* STATED GOAL
Decide whether each statement below agrees with the summer holiday Q&A, answering yes or no and quoting the words of the text that decide it. 1. Simon Calder is the travel editor for The Independent. 2. Calder's first rule is to book flights and accommodation separately. 3. Calder predicts that almost all restrictions will be relaxed by August.

* TEXT EXTRACT

━━━━━━

Planning your summer holiday? Here’s what you need to know
Travel guru Simon Calder joined us to answer all your summer holiday questions on everything from quarantine for travellers to the impact on holidays in the UK.
It seems like the 2020 summer holiday situation is constantly evolving: first we were told we had to quarantine, but now bookings are soaring as it seems ‘air bridges’ might be possible after all. We caught up with Simon Calder, industry expert and travel editor for The Independent, to find out what all the news really means. Read on for the full Q&A.
Hi Simon! So, lots of people are thinking about summer holidays at the moment. How can we book with confidence going forward?
My first rule is to book a proper package holiday. The gold-plated consumer protection you get when you book flights and accommodation in the same transaction is fantastic – you either know that you will get your booked holiday, or you’ll get all your money back. By September, I predict almost all of the restrictions – whether they come from the UK or from destination countries – will be relaxed and we will get back to holidays, well, not quite as normal but ‘the new normal’ if you like.
What do the current quarantine rules mean for our holidays this summer?

━━━━━━

* GIVEN DATA
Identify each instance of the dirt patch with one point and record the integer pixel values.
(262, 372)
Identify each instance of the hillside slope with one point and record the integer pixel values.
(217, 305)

━━━━━━

* OUTPUT OF THE EXERCISE
1. Yes: "industry expert and travel editor for The Independent"
2. No: "My first rule is to book a proper package holiday."
3. No: "By September, I predict almost all of the restrictions – whether they come from the UK or from destination countries – will be relaxed"